Teks yang Disediakan:
By Line: Yoshasrul
Peluh memenuhi tubuh Kariono. Peluh di badan petani asal Desa Aepodu Kecamatan Laeya, Konawe Selatan ini nampak berkilau terkena terik matahari. Ia menggerus sisa tenaganya menggarap lahan kering dengan traktor tangan sewaan. Kariono sebenarnya sudah patah semangat menggarap lahan di sana, namun Ia mengaku 'miris' melihat tanah yang luas itu terlantar begitu saja. Ia lalu mencoba memanfaatkan tanah kosong itu dengan bercocok tanaman palawija seperti cabai merah dan bawang.
"Mudah-mudahan hasilnya bagus,"katanya saat ditemui akhir Januari lalu. Kariono sendiri punya pedoman musim. Ia memanfaatkan musim yang tidak menentu (kadang panas, kadang hujan) untuk bercocok tanam. "Kalau mengandalkan air dari irigasi itu mustahil, jadi tidak ada lain saya berharap dari kemurahan alam saja,"katanya.
Lahan yang digarap Kariono itu hanya sebagian kecil dari ratusan hektar lahan petani yang sudah terlantar. Tumbuhan liar tumbuh subur. Sebagain lahan dulunya merupakan areal persawahan produktif. Kini jadi lokasi gembala sapi petani. "Sudah delapan tahun lima sawah-sawah ini mengalami kekeringan,"kata Kariono. Irigasi di sebelah timur lahan kini sudah tidak lagi dialiri air. Ironisnya irigasi itu kini tak terawat dan dipenuhi rumput liar.
Di Desa Aepodu juga telah dibangun sistem distrubusi air rakyat yang menggunakan air bawah tanah. Diduga pembangunan bak penampunagn air raksasa ini menjadi penyebab berkurangnya air yang mengalir ke persawahan petani. Tak hanya itu perambahan kawasan hutan juga dituding sebagai biang 'hilangnya' jejak air tanah. Karmono tak habis mengerti mengapa pemerintah tak juga memberikan perhatian pada irigasi ini. Padahal ratusan hektar sawah menaruh harapan pada irigasi itu. Parahnya sebagain besar sawah-sawah itu oleh pemiliknya dibiarkan terlantar.

Cuplikan Data:
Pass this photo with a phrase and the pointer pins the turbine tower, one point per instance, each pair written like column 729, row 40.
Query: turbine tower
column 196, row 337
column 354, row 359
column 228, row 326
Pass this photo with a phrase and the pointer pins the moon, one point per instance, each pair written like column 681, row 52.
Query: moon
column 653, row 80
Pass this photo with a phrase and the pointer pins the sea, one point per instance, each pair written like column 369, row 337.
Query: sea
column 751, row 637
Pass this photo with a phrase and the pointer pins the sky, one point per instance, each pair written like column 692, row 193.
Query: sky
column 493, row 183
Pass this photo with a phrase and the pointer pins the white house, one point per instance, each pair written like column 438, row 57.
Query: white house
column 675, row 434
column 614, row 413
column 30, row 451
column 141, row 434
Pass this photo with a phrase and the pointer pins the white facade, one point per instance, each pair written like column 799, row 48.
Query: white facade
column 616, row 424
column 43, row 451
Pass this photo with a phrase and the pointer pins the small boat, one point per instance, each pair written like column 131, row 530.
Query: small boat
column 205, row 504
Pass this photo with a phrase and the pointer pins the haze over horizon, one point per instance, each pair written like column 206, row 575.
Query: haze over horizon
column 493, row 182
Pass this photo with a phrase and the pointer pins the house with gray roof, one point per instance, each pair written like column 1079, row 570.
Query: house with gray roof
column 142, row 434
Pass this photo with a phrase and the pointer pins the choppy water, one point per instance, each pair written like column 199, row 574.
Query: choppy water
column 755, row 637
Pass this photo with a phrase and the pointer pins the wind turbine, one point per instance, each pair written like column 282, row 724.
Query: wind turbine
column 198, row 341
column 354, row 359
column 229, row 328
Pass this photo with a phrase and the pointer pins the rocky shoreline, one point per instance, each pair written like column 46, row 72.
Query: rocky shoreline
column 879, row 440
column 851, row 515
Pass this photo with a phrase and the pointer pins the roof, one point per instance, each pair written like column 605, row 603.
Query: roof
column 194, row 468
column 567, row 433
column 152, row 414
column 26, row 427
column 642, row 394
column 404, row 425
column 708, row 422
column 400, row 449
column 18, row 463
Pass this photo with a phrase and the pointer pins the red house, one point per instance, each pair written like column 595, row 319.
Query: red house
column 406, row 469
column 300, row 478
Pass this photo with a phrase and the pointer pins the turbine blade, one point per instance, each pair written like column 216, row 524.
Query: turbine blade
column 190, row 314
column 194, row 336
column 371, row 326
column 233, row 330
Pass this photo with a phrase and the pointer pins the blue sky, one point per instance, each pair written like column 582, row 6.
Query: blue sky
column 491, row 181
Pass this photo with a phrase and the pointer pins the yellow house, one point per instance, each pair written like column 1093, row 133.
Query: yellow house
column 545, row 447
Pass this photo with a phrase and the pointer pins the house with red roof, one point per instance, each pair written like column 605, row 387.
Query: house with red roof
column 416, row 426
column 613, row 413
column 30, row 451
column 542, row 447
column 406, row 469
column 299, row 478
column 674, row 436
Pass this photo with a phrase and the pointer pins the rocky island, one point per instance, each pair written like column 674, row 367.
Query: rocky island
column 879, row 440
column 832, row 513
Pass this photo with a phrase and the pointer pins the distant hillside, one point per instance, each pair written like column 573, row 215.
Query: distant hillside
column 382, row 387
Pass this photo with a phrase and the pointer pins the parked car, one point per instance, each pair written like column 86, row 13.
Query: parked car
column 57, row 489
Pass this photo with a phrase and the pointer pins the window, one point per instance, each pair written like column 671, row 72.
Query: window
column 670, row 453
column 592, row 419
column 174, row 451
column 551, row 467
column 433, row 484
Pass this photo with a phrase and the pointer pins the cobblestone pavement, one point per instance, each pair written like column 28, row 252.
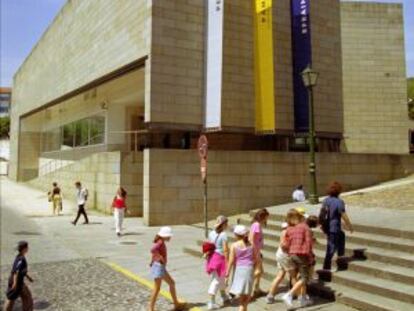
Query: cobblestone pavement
column 84, row 285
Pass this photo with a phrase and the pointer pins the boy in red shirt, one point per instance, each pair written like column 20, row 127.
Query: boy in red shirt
column 298, row 244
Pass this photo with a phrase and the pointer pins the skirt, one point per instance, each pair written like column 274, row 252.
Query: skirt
column 158, row 270
column 242, row 281
column 216, row 263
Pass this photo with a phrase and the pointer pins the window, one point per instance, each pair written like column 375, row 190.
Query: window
column 68, row 136
column 81, row 133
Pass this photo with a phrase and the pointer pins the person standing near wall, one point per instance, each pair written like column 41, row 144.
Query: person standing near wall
column 81, row 198
column 159, row 271
column 331, row 216
column 55, row 196
column 119, row 209
column 257, row 240
column 16, row 286
column 298, row 194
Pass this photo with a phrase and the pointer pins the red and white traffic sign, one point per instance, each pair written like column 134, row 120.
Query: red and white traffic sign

Daftar Permintaan:
• A. Tulis kembali bagian teks tentang kekeringan sawah di Desa Aepodu dari "Di Desa Aepodu" sampai dengan "pemiliknya dibiarkan terlantar.", dan ganti "irigasi" menjadi "saluran air".
• B. Lanjutkan teks tentang kekeringan sawah di Desa Aepodu mulai dari bagian akhirnya.
Data di atas diambil dari sumber yang berbeda.

Jawaban per Tugas:
• A.
Di Desa Aepodu juga telah dibangun sistem distrubusi air rakyat yang menggunakan air bawah tanah. Diduga pembangunan bak penampunagn air raksasa ini menjadi penyebab berkurangnya air yang mengalir ke persawahan petani. Tak hanya itu perambahan kawasan hutan juga dituding sebagai biang 'hilangnya' jejak air tanah. Karmono tak habis mengerti mengapa pemerintah tak juga memberikan perhatian pada saluran air ini. Padahal ratusan hektar sawah menaruh harapan pada saluran air itu. Parahnya sebagain besar sawah-sawah itu oleh pemiliknya dibiarkan terlantar.

• B.
Indonesia seperti juga banyak negara yang lain sudah lama mengalami krisis air, bukan dari segi kuantitas yang dihitung dari jumlah air yang datang sebagai air hujan sepanjang tahun akan tetapi dari segi kuantitas pada suatu kurun waktu pendek di sumber air terutama sungai. Jumlah air yang mengalir sepanjang tahun relatif tetap sama namun penyebarannya sudah jauh berubah. Debit sungai dalam waktu singkat amat besar tiba-tiba menurun sehingga pemanfaatannya tidak sesuai lagi dengan kebutuhan bahkan menimbulkan bencana, bencana banjir dan bencana kekeringan.
Dari segi kualitas juga banyak berubah, air yang dulunya bebas untuk segala keperluan sekarang tidak lagi. Banyak sumber air tercemar sehingga kualitas air jauh berkurang bukan hanya untuk keperluan air minum tetapi juga untuk usaha pertanian dan berbagai keperluan lainnya. Banyak sungai yang dulunya merupakan sumber air minum sekarang tidak lagi.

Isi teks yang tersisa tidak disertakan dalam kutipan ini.